▶ [Exercise brief] Your answer should be the exact lines of the data below from the one containing "Target: parking lot" through the one containing "Target: step bar"; please include nothing else.

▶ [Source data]

Segment Open

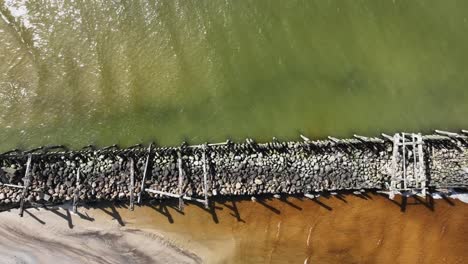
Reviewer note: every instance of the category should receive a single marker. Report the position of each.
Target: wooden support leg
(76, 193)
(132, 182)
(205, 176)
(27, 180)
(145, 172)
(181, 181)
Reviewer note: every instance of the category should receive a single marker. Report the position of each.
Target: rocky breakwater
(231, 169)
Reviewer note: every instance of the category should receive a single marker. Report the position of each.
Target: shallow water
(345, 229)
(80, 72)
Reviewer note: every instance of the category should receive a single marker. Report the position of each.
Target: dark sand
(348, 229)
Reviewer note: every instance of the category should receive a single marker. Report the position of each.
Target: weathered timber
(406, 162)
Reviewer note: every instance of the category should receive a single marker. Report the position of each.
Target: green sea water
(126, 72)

Segment Closed
Segment Open

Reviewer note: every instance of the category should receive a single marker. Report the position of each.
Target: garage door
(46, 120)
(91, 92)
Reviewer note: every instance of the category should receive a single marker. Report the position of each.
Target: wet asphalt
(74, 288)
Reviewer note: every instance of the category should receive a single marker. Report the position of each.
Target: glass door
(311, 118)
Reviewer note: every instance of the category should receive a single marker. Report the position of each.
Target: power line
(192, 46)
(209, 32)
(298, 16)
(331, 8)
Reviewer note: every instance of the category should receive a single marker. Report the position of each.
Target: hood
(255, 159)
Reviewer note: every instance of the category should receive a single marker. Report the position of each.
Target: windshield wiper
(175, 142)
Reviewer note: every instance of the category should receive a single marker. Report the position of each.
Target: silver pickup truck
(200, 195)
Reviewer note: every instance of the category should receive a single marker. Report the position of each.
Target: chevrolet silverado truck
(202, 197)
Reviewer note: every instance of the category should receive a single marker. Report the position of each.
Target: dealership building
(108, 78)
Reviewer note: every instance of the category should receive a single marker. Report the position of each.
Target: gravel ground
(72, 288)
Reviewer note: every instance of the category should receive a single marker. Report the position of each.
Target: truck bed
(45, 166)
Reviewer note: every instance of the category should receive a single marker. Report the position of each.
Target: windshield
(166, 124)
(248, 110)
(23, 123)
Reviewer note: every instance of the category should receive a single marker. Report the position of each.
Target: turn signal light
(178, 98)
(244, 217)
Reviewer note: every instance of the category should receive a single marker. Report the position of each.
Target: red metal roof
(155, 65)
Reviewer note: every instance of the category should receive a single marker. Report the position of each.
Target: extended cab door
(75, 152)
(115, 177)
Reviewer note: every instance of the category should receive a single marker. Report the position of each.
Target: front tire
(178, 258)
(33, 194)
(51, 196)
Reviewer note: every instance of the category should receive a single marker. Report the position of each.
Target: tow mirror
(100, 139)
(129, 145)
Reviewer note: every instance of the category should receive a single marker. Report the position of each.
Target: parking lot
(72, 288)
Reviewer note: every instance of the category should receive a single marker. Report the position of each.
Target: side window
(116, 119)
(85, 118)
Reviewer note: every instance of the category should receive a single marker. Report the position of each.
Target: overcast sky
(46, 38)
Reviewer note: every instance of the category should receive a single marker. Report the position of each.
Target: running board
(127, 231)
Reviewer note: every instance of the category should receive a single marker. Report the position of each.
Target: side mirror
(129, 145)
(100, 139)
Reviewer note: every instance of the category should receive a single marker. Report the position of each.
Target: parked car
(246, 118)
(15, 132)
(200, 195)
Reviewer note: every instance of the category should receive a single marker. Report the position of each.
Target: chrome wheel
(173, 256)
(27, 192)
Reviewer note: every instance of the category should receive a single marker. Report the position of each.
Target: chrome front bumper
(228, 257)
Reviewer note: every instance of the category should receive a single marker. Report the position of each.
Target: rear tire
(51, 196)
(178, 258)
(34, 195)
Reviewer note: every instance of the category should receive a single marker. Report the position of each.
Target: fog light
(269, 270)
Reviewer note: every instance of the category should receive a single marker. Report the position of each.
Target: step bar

Segment Closed

▶ [Answer box]
Target: parking lot
(72, 288)
Reviewer note: every instance of the category should receive a single marker. Report the position of each.
Target: side window
(116, 119)
(85, 118)
Reviewer note: every instance of the category should receive a single marker. Report the position of each.
Target: overcast sky
(46, 38)
Reviewer note: every instance of the category should receive a single marker. Report the position of each.
Target: running board
(127, 231)
Reviewer note: every instance of the category should receive a single marker. Report the position of each.
Target: side mirror
(129, 145)
(100, 139)
Reviewer note: every instance of the category should receive a single marker. Report the position of each.
Target: parked car
(246, 118)
(15, 132)
(200, 195)
Reviewer note: every instance of the category should receive a single marker. Report the position of each.
Target: chrome wheel
(173, 256)
(27, 192)
Reviewer note: every instance of the category should receive a single marker. Report the position of each.
Target: chrome front bumper
(228, 257)
Reviewer note: every instance of the category should receive a single marker. Report the position of each.
Target: rear tire
(51, 196)
(178, 258)
(34, 195)
Reviewer note: every instance of the category should receive a single marker. Report the position of each.
Target: fog light
(269, 270)
Reviewer note: every instance of the category should receive a single marker. Report the position of each.
Target: step bar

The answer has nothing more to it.